A SEÇÃO Memória e Documento traz um precioso texto de Maria Ciavatta, no qual a autora destaca a importância da Memória e sua existência na vida humana, e dos Documentos, que servem não só aos indivíduos, mas às instituições com seus coletivos, ideias, interesses e divergências. A autora destaca que a memória é fragmentada e que seu sentido depende da organização desses fragmentos. Nessa perspectiva, ressalta a importância da revista Trabalho Necessário, expressão da atividade científica do NEDDATE – núcleo de pesquisa formado por professores e estudantes, com colaboração ativa com a ANPEd, a Associação de Educadores da América Latina e Caribe (AELAC) e o Conselho Latino-americano de Ciências Sociais (CLACSO) – e da seção Memória e Documentos. Para Ciavatta, não reiteramos a memória para repetir o passado, mas para mantermos as conquistas do presente, socializar a produção científica e “[...] aprofundar o sentido do trabalho como fonte de conhecimento” (p. 6). O texto de Maria Ciavatta atualiza outro que o acompanha na seção, intitulado “31 anos do Neddate – o resgate da memória ‘para não apagar o futuro’”, de sua autoria e de Gaudêncio Frigotto. Essa republicação resgata o percurso histórico do Neddate, sublinhando seus personagens, suas relações político- institucionais e sua produção acadêmico-científica no período. A revista Trabalho Necessário é aqui lembrada como “a concretização da ideia que vinha há muito tempo sendo gerada” (p. 16).
-- -- --
• **TAREFA**
Reescreva em forma de lista, por favor, o parágrafo do texto de origem acima que começa com "A SEÇÃO Memória e Documento traz", mantendo seus fatos principais.
-- -- --
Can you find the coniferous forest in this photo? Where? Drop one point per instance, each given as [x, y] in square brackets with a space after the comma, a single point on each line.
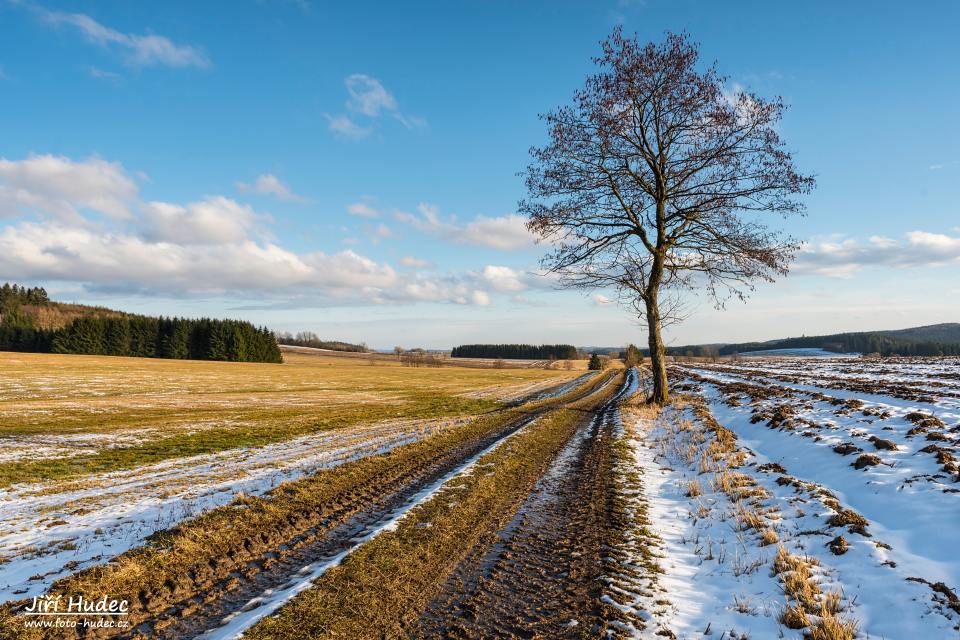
[129, 335]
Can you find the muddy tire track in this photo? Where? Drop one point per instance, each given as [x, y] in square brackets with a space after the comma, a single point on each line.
[276, 563]
[542, 574]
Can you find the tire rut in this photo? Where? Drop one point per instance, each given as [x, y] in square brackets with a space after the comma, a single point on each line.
[367, 509]
[541, 576]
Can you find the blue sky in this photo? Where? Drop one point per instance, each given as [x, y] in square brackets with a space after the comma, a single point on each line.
[299, 163]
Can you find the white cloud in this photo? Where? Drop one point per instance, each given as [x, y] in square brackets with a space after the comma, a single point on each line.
[842, 258]
[368, 96]
[344, 126]
[138, 50]
[378, 232]
[268, 184]
[503, 278]
[101, 74]
[214, 245]
[480, 298]
[410, 261]
[363, 210]
[368, 100]
[215, 220]
[506, 233]
[58, 187]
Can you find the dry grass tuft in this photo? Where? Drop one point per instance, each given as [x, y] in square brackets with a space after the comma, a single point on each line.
[768, 537]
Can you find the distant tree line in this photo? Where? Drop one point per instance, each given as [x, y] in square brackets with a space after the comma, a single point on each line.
[310, 339]
[131, 335]
[862, 342]
[516, 351]
[419, 358]
[13, 295]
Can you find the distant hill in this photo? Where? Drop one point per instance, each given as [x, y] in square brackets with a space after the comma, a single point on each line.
[312, 340]
[515, 351]
[931, 340]
[946, 333]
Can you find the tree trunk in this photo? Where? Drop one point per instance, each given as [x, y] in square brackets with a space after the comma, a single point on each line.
[658, 363]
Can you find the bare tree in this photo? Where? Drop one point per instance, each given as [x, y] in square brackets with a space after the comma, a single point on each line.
[644, 185]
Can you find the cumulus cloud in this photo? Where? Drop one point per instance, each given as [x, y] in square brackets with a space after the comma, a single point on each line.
[268, 184]
[506, 233]
[368, 96]
[213, 245]
[368, 100]
[844, 257]
[417, 263]
[138, 50]
[363, 210]
[215, 220]
[343, 126]
[61, 188]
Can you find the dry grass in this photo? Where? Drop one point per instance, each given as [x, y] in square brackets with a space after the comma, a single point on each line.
[380, 590]
[196, 554]
[176, 408]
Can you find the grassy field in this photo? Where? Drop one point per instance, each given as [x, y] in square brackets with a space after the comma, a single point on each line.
[75, 415]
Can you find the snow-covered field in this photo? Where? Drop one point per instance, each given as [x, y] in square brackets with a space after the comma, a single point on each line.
[859, 487]
[52, 529]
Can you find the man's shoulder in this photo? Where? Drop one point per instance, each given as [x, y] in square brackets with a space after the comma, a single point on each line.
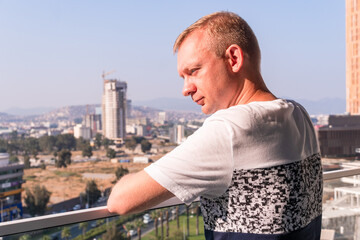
[254, 109]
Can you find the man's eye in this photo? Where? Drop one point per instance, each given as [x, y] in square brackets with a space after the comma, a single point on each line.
[193, 70]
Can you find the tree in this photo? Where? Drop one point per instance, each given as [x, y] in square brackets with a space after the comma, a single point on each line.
[177, 217]
[110, 153]
[87, 151]
[197, 209]
[130, 143]
[83, 226]
[106, 142]
[47, 143]
[31, 145]
[92, 192]
[128, 227]
[155, 215]
[98, 140]
[139, 224]
[37, 200]
[63, 158]
[167, 222]
[46, 237]
[26, 161]
[187, 221]
[162, 224]
[65, 233]
[112, 234]
[120, 172]
[65, 141]
[145, 145]
[25, 237]
[178, 235]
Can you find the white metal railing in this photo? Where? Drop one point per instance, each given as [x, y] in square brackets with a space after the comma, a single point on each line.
[60, 219]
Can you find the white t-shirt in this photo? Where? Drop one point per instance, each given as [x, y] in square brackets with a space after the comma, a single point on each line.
[255, 135]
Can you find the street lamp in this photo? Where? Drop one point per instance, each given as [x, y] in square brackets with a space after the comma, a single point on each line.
[1, 201]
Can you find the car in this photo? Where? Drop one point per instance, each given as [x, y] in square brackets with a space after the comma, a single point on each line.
[76, 207]
[147, 218]
[132, 232]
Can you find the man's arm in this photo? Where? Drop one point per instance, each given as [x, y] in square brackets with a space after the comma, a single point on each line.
[136, 193]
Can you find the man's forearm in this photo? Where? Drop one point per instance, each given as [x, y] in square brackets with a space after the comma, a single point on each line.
[136, 193]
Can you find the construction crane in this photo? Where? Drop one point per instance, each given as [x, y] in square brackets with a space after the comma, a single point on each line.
[107, 73]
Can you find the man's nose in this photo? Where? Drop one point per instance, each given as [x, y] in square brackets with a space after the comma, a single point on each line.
[188, 88]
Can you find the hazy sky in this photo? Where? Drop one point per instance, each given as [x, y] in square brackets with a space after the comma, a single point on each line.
[52, 53]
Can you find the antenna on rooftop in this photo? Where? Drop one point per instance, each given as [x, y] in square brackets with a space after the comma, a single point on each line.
[106, 73]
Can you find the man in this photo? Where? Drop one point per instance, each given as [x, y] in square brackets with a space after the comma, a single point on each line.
[254, 163]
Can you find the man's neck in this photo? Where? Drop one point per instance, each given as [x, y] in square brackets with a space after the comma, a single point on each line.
[254, 91]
-- -- --
• **EXERCÍCIO RESOLVIDO**
- A seção Memória e Documento traz um texto de Maria Ciavatta. Nele, a autora destaca a importância da memória na vida humana e a dos documentos, que servem a indivíduos e a instituições.
- Para a autora, a memória é fragmentada, e seu sentido depende da organização desses fragmentos.
- Ela ressalta a importância da revista Trabalho Necessário e da seção Memória e Documentos.
- A revista é expressão da atividade científica do NEDDATE, núcleo de professores e estudantes que colabora com a ANPEd, a AELAC e o CLACSO.
- Segundo Ciavatta, a memória não é reiterada para repetir o passado. Ela serve para manter as conquistas do presente, socializar a produção científica e aprofundar o sentido do trabalho como fonte de conhecimento.
- O texto atualiza outro da mesma seção, "31 anos do Neddate – o resgate da memória 'para não apagar o futuro'", escrito por ela e Gaudêncio Frigotto.
- Essa republicação resgata o percurso histórico do Neddate: seus personagens, suas relações político-institucionais e sua produção acadêmico-científica.
- A revista Trabalho Necessário é lembrada como "a concretização da ideia que vinha há muito tempo sendo gerada".